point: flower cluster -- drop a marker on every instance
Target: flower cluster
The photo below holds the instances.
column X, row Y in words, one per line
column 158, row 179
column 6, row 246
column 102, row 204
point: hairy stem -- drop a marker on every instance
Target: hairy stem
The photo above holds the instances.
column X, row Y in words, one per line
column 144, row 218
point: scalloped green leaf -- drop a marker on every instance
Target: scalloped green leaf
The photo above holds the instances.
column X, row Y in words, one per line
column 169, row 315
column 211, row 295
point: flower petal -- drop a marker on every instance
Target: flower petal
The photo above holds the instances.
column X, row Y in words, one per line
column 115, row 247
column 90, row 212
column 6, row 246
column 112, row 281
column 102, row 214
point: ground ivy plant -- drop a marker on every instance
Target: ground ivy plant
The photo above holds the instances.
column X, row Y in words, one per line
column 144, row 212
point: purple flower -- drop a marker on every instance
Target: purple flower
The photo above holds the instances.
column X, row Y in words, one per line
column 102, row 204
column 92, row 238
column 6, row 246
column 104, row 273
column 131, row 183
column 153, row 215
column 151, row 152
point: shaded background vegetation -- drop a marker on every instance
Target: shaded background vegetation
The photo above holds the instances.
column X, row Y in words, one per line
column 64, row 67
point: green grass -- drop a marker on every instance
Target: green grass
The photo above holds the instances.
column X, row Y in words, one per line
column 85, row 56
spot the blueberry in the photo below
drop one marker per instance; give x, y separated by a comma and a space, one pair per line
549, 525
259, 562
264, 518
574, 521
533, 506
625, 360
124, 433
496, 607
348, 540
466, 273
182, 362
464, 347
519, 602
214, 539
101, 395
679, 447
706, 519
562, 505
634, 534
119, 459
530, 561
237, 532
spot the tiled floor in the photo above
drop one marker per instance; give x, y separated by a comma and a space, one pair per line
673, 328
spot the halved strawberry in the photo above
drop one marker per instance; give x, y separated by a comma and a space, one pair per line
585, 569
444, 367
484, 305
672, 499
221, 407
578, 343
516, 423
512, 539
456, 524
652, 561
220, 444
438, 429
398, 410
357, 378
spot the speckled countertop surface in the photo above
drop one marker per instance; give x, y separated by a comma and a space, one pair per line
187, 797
....................
▶ **ASSIGNMENT**
Go through the listing and print each line exactly as it appears.

▶ **ANSWER SECTION**
point: flower cluster -- drop a marker on every instance
Target: flower cluster
The photo below holds the instances.
column X, row Y in words, one per line
column 158, row 179
column 6, row 246
column 102, row 204
point: hairy stem -- drop a marker on every instance
Target: hairy stem
The photo above holds the instances.
column X, row Y in words, one per line
column 144, row 218
point: scalloped green leaf -- drop a marker on every instance
Target: scalloped green leaf
The photo above holds the instances.
column X, row Y in words, one per line
column 169, row 315
column 211, row 295
point: flower petal -- drop a marker on every instance
Target: flower petal
The photo above holds the instances.
column X, row Y in words, one per line
column 115, row 247
column 90, row 212
column 6, row 246
column 112, row 281
column 102, row 214
point: ground ivy plant -- drop a marker on every instance
Target: ground ivy plant
The photo above holds the instances.
column X, row Y in words, one per line
column 144, row 212
point: purple flower -- drop a marker on every instance
Target: purple flower
The photo above holds the instances.
column X, row Y in words, one per line
column 102, row 204
column 92, row 238
column 6, row 246
column 104, row 273
column 131, row 183
column 153, row 215
column 151, row 152
point: shaded background vegetation -- drop a marker on every instance
Target: shaded background vegetation
The photo above holds the instances.
column X, row Y in words, one per line
column 64, row 67
point: green grass -- drop a marker on every instance
Target: green grass
The photo above holds the instances.
column X, row Y in words, one per line
column 85, row 56
spot the blueberry in the photo below
drop one marker per instance; give x, y separated by a comma and a space, one pair per line
549, 525
259, 562
264, 518
574, 521
533, 506
625, 360
124, 433
496, 607
348, 540
466, 273
182, 362
464, 347
519, 602
214, 539
101, 395
679, 447
706, 519
562, 505
634, 534
119, 459
530, 561
237, 532
spot the tiled floor in the photo above
drop one marker per instance; give x, y separated by a comma and a space, one pair per line
673, 328
spot the halved strawberry in the photo above
drop one marker per instance; give x, y separated by a comma and a space, one pair per line
585, 569
444, 367
484, 305
672, 499
221, 407
578, 343
516, 423
512, 539
456, 524
652, 561
220, 444
438, 429
398, 410
357, 378
spot the speckled countertop surface in the photo above
drop one marker per instance; give x, y separated by a comma and a space, one pair per line
187, 797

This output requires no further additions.